Your tasks:
1 – In the forum post comparing NA and f-number, what NA does an f/4 lens have?
2 – In the forum post comparing NA and f-number, shorten the paragraph that begins "Because sin(h) and tan(h) are roughly equal" to a single concise sentence that keeps both approximations.
3 – Extend the forum post comparing NA and f-number with a few more sentences that pick up after its final sentence.

─── Text section

PostPosted: Fri Apr 07, 2006 3:47 pm    Post subject: Reply with quote

Uh-oh, this has grown into another long response...sorry...

Regarding NA versus f-number...and assuming a dry objective...

Given aperture diameter d and focus distance f, we have the half-angle h = arctan((d/2)/f)).

Then

effective NA = sin(h)
effective f-number = 1/(2*tan(h))

Because sin(h) and tan(h) are roughly equal for small h, we have that for small apertures, f-number is roughly 1/(2*NA) and NA is roughly 1/(2*(f-number)).

For example an f/4 lens has NA = 1/(2*4) = 0.125 .

For immersed lenses, the NA increases by the refractive index of the medium. That's how you get NA > 1.0 even though sin(h) < 1.

Your question about absolute image brightness is a bit tricky.

For starters, notice that I have carefully written "effective" in front of those formulas for NA and f-number.

That word "effective" is to emphasize that you have to decide which f to use: the one from the lens to the subject, or from the lens to the film.

The f-numbers that are stamped on camera lenses are measured from the standpoint of the film and are based on focusing at infinity.

──────
─── Record extracts

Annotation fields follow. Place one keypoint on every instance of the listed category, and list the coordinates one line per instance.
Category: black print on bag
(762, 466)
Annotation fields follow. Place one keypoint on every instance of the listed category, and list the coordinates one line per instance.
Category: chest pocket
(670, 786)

──────
─── Record extracts

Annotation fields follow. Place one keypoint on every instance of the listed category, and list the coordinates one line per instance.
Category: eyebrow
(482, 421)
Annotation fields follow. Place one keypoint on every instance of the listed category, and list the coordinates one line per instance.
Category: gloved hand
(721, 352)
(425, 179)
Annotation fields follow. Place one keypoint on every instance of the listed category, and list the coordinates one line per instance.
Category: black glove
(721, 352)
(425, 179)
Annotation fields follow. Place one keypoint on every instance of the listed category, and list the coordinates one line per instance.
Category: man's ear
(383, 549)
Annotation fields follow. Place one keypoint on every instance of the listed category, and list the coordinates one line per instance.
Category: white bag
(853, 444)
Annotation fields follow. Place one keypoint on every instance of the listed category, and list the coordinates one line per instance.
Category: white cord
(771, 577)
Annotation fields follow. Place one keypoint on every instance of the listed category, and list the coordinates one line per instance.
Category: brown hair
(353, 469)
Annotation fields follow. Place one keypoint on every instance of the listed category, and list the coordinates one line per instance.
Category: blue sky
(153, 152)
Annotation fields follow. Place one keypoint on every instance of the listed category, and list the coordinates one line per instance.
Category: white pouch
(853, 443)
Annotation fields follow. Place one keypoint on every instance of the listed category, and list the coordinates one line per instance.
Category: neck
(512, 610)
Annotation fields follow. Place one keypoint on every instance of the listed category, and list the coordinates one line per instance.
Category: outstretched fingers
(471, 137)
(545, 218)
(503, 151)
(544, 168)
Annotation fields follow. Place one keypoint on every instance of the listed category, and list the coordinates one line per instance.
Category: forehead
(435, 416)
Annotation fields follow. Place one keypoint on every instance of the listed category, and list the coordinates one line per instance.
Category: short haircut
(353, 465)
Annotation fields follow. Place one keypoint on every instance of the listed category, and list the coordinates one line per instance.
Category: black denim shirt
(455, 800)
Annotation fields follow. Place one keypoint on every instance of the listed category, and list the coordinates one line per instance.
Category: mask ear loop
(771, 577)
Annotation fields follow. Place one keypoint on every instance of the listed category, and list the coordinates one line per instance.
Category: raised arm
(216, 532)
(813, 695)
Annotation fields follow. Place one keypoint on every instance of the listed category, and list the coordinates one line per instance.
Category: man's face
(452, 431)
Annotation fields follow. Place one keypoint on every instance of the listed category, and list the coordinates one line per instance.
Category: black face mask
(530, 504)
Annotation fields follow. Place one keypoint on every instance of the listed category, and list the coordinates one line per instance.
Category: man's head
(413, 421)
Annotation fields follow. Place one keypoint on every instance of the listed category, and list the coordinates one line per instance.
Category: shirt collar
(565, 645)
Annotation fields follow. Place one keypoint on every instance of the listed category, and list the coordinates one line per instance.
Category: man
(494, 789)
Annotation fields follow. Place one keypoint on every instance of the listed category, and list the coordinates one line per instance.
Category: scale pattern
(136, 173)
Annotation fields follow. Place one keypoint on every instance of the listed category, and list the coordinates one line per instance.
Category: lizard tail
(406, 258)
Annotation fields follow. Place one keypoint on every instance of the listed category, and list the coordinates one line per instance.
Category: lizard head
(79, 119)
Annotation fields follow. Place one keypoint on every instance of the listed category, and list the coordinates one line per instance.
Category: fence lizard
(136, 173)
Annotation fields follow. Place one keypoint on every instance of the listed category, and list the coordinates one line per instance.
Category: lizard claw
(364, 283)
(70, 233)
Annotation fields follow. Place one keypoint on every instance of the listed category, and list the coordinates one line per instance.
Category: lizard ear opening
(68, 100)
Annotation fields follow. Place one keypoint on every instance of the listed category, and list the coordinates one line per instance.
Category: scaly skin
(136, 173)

──────

Written responses:
1 – An f/4 lens has an NA of 0.125.

2 – Since sin(h) ≈ tan(h) for small h, small apertures give f-number ≈ 1/(2*NA) and NA ≈ 1/(2*(f-number)).

3 –
The NA's that are stamped on microscope objectives are measured from the standpoint of the subject and are based on focusing in the microscope. You can also compute the NA of a microscope objective from the standpoint of the film, in which case it's going to be a lot smaller number. In fact it'll be smaller by a factor of something like (1+1/magnification)/(1+magnification) -- roughly 1/magnification, at high powers.

Now, having not thought about this nearly enough, my gut feeling is that ignoring transmission losses and assuming dry lenses, the image brightness is just equal to the subject brightness * (film-side NA)^2.

In the microscope, at high magnification, this translates to be roughly your (NA/magnification)^2, assuming that by "NA" we mean the one stamped on the objective, which is from the standpoint of the subject not the film.

That would make the image of a 10X NA 0.1 objective be 1/10,000 as bright as the top of the condenser, as seen by the lens.

In the camera, focused at infinity, with relatively small apertures where sin(h) and tan(h) are roughly equal, we would have that image brightness = subject brightness / (2*(f-number))^2.

That would make the image of an f/4 lens be 1/64 as bright as the subject.

Make sense? (Caution, this math is all unchecked by anybody else and is not experimentally confirmed. Let me know if anything looks flaky.)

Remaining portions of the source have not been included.